Point labels for objects:
● ● ● ● ● ● ●
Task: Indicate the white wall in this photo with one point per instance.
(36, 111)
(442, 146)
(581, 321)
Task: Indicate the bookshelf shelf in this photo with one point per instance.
● ● ● ● ● ● ●
- Exercise objective -
Rewrite every line of the listing as a numbered list, leaving out any blank lines.

- Response for this exercise -
1. Task: Indicate the white wall in this photo with one point per instance.
2. (36, 111)
3. (442, 146)
4. (581, 321)
5. Task: Indicate the bookshelf shelf in this photo with one point per instance.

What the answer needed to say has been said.